* [Source document]
START

05 February 2008

four frenchmen and mango juice

Seven in the morning on mangalwar [Tuesday] and I'm holding hands and
pretending to drink mango – out of season – juice with a bunch of
Frenchmen and natives I've met barely to never and cracking up on into
yogic pieces and of course how do I get here or anywhere.

Apologies for using a product which automatically capitalizes some
words. It's what I'm choosing to let Be for the moment.

The answer of course is a thousand dollars bicycle with 27 gears, a
built-in dynamo to power lights and charge batteries, seamless
shifters and perfect balance. Alongside, naturally, four Frenchmen
from France (which country?) a head and shoulder taller than every
Indian except their guide, an overwhelming Parisian Gujarati
Mountaineer who grew up between the Himalayas and the Alps and is as
mountainous a personality as his homes.
These four brothers (who aren't, in the western sense) have ridden
their bicycles – and yesterday took turns riding mine for a bit – from
France. To here. Ahmedabad. Almost 9000 km. I saw it on their gadgets.
Through Europe, Western and Eastern, through the Balkans and the
Hellenes and Turkey and Iran. They missed a visa for Pakistan and flew
from Dubai to Bombay, and have continued here, and will go onwards to
China. China. France. China.

END

* [Supplied data]
START

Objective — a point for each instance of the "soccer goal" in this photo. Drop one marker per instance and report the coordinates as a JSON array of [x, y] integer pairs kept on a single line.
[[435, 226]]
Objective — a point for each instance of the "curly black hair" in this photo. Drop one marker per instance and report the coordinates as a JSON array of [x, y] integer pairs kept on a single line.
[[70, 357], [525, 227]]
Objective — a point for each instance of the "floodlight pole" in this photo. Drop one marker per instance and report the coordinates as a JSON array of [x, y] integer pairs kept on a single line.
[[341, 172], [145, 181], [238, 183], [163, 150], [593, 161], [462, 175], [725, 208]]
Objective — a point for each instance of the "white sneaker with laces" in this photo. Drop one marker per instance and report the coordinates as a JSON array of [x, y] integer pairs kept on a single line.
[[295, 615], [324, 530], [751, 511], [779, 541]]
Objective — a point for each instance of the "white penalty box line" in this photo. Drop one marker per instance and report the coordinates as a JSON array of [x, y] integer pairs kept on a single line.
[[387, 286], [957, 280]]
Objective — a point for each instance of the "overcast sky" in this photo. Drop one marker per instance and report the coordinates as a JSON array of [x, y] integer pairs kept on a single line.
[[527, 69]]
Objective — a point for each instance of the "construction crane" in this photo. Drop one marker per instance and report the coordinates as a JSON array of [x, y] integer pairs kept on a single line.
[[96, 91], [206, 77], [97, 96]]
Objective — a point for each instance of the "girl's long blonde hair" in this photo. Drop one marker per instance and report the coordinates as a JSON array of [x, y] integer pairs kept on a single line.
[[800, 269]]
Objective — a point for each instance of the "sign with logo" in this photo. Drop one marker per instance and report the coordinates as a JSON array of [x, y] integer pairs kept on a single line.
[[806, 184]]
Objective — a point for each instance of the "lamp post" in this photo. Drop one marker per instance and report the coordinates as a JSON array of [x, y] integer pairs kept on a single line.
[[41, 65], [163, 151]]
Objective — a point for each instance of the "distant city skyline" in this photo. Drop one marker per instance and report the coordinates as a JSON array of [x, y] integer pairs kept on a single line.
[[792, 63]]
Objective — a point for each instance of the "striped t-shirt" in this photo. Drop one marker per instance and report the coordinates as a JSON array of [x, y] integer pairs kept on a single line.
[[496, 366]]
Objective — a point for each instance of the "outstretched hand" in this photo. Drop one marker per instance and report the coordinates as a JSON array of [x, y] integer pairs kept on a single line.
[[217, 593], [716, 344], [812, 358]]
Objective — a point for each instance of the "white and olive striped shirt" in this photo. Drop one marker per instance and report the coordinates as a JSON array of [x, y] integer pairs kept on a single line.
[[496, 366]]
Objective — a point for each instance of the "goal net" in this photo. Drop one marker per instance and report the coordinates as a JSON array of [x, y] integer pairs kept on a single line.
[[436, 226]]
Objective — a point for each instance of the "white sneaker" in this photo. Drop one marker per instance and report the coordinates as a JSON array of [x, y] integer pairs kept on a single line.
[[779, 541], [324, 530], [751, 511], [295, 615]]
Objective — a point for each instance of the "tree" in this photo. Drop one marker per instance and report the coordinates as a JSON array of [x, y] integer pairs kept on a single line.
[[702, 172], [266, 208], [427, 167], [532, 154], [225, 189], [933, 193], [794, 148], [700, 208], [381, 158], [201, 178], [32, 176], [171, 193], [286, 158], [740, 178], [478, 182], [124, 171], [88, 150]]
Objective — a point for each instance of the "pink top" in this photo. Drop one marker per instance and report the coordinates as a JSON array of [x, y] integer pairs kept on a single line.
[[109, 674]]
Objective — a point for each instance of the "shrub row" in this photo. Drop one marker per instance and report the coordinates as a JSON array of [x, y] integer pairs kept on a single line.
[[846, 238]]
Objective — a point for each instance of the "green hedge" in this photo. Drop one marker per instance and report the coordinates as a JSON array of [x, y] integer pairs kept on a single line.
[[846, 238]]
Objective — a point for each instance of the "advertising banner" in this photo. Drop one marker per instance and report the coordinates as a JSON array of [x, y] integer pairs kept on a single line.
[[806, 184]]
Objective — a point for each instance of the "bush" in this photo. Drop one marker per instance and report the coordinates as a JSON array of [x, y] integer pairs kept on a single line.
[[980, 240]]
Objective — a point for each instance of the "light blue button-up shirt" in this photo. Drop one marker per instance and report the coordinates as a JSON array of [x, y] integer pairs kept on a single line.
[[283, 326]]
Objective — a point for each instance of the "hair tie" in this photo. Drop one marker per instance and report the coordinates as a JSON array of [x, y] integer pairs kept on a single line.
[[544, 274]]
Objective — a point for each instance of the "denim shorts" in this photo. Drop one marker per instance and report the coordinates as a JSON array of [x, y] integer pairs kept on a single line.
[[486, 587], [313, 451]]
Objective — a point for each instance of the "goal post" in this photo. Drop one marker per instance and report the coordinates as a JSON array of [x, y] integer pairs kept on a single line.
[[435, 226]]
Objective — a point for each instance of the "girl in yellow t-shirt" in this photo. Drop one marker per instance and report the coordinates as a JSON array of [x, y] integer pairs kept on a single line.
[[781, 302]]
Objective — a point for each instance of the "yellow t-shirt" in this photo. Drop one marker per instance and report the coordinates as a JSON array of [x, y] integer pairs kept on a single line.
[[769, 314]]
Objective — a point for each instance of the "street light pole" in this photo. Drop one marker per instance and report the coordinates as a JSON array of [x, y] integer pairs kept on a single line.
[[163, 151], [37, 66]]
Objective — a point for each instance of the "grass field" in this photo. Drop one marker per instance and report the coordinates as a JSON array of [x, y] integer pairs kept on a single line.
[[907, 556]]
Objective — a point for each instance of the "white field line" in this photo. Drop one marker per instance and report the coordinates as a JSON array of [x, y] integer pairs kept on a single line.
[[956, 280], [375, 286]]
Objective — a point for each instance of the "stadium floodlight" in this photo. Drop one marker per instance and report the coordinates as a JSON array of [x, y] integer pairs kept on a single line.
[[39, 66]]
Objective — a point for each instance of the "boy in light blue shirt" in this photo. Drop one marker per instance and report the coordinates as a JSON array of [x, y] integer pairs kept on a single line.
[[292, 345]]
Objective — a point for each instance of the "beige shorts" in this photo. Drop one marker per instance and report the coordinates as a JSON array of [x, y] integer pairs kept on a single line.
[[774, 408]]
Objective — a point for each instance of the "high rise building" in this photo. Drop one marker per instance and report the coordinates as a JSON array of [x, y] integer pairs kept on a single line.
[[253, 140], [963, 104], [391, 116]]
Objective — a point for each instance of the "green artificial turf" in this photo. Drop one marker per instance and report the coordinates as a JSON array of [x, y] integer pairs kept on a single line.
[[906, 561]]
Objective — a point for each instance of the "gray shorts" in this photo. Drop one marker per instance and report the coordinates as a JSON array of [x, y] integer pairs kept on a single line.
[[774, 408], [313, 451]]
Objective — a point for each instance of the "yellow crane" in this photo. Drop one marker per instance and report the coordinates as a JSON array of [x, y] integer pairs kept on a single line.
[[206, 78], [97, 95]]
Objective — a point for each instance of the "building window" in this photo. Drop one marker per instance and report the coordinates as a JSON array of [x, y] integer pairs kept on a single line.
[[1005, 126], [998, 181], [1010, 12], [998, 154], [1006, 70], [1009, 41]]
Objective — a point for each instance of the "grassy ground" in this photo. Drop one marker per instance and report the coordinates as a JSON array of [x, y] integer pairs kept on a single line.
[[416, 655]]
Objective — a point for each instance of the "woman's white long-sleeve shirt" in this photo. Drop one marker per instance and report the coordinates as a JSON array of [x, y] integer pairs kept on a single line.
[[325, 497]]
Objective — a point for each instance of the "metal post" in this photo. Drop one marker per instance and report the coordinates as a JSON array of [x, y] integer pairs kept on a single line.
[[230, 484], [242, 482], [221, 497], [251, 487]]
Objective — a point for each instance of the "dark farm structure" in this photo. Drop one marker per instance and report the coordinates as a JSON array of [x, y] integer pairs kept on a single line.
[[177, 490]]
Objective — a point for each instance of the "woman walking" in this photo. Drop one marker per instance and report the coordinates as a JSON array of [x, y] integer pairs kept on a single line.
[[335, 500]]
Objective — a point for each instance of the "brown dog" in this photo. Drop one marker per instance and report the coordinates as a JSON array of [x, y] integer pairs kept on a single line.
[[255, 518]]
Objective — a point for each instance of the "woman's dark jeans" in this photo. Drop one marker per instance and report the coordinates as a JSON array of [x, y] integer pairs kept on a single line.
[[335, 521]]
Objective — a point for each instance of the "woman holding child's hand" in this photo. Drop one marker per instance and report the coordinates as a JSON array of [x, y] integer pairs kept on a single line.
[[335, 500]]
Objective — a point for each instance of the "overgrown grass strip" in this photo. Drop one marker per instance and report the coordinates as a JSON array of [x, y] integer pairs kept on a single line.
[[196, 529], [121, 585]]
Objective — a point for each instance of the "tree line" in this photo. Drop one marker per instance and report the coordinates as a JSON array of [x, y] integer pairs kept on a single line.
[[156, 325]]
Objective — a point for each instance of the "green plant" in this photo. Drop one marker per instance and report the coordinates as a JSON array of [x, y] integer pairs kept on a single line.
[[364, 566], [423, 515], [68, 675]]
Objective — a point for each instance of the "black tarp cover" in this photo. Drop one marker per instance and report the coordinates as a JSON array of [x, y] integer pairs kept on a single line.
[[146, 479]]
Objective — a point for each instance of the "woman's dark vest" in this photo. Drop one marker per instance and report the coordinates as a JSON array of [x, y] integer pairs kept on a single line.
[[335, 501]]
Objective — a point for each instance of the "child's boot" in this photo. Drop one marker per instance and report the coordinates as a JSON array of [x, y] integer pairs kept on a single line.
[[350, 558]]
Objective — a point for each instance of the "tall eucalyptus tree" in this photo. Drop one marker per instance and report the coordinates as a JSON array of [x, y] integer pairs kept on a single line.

END

* [Exercise directions]
Extend the blog entry above about the four French cyclists, picking up right after its last sentence.

* [Result below]
Somehow they ended up at the Seva Café (the Ahmedabad Bigode, if you
remember) while I was there cooking on Sunday, and as such (being the
only Francophile and Francophone I know of here) I became the
unofficial Manav Sadhana tour guide. Which is different than spending
all day writing a book I should have finished months ago, but pretty
damn cool.
They are going to, in China, the world's first sustainable city, or
so it claims, Dong Tan, which produces more energy (and carrots?) than
it consumes. And will take either the Trans Europe or Trans Siberian
Express back (mostly) home, I can't be sure.

We met a man Manav [humanity] a few days ago who is lovingkindness
and passiveacceptance incarnate in a rare male form. He is a quiet
hero, humble in means and attitude, studying yoga, naturopathy, and
ayurveda for the last eight years.
Yesterday we spent the evening, with Manav and Jayeshbhai in the
lead, giving intense full body massages to these French cyclicsts in
their culottes as – of course, it's India – a room full of Indian men
looked on with idle chit-chat in the background. This guy Manav would
leap onto the bed, straddling a Frenchman, to use all of his weight in
massaging the brother's back. It was an awesome and comic sight.
So I don't know, this is what I'm doing. It's like this, different every day.
This morning for the third time in my short but eventful life we had
a laughing circle, mouth-closed post-yoga hand-holding circle of five
serious skinny bigode-d Indian men, three goofy French cyclicsts, and
myself, some lost cocktail of language and culture and totally at
peace. A around of mirthful laughing as meditation, another, and then
Manav stops everything to ask the Frenchmen

"Do you like Juice"
baahh, oui.
"Mango?"
je suppose

Nodding, Manav holds out a fist as a cup and holds another hand
higher, a big thumbs down as a pitcher, pours twice into the cup – we
all follow along – and vigorously slams the cup back to his tilted
head and breaks into deep belly meditation, er, laughter.

"Okay! Okay! Again!"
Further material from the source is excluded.